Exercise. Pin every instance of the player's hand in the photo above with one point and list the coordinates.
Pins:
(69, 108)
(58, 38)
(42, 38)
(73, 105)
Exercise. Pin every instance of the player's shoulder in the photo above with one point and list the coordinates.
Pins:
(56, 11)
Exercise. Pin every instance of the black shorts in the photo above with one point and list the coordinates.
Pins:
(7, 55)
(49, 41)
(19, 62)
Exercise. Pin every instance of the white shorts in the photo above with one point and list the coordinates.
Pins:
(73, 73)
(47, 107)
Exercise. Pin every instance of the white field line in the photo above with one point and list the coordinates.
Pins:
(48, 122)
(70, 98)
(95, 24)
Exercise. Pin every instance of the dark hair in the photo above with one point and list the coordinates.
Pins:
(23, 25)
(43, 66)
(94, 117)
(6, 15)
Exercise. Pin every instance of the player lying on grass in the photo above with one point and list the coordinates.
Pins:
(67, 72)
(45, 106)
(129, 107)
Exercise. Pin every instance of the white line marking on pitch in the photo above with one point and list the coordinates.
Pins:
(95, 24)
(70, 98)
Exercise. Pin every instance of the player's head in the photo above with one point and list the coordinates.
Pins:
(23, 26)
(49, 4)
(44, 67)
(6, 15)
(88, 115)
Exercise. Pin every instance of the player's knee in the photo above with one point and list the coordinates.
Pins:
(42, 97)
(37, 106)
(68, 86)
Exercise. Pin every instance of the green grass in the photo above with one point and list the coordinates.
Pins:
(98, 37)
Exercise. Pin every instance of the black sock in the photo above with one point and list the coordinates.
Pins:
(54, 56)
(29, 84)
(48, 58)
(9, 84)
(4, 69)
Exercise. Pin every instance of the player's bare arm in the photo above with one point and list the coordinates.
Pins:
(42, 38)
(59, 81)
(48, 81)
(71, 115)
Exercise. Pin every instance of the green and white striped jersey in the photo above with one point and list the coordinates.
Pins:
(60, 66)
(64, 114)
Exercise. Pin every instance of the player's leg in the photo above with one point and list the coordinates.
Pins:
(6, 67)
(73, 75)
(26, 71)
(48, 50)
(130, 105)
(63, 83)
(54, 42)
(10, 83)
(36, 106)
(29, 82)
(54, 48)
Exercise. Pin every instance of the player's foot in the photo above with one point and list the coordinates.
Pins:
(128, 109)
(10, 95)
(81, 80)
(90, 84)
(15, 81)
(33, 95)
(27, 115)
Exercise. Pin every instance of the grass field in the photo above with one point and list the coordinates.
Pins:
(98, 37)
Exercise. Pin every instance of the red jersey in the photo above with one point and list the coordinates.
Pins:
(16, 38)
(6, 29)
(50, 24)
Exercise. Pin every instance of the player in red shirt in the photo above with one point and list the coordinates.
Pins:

════════════════

▶ [Problem to work on] Rewrite the lines starting with the one containing "Exercise. Pin every instance of the green and" and going on through the last line, replacing "jersey" with "shirt" and changing nothing else.

▶ [Reply to the task]
Exercise. Pin every instance of the green and white striped shirt in the photo above with one point and list the coordinates.
Pins:
(60, 66)
(64, 114)
Exercise. Pin every instance of the player's leg in the photo above with one point and list the coordinates.
Pins:
(6, 67)
(73, 75)
(26, 71)
(48, 50)
(130, 105)
(63, 83)
(54, 42)
(10, 83)
(36, 106)
(29, 82)
(54, 48)
Exercise. Pin every instance of the player's foot in the photo above with one point and list the coordinates.
Pins:
(128, 109)
(10, 95)
(81, 80)
(90, 84)
(15, 81)
(33, 95)
(27, 115)
Exercise. Pin every instance of the grass field in the photo above with one point and list the coordinates.
Pins:
(98, 37)
Exercise. Pin every instance of the red shirt in the photo above with one point and list the coordinates.
Pins:
(16, 38)
(6, 29)
(50, 24)
Exercise. Pin every instance of the player in red shirt in the photo above with one point and list the coordinates.
Pins:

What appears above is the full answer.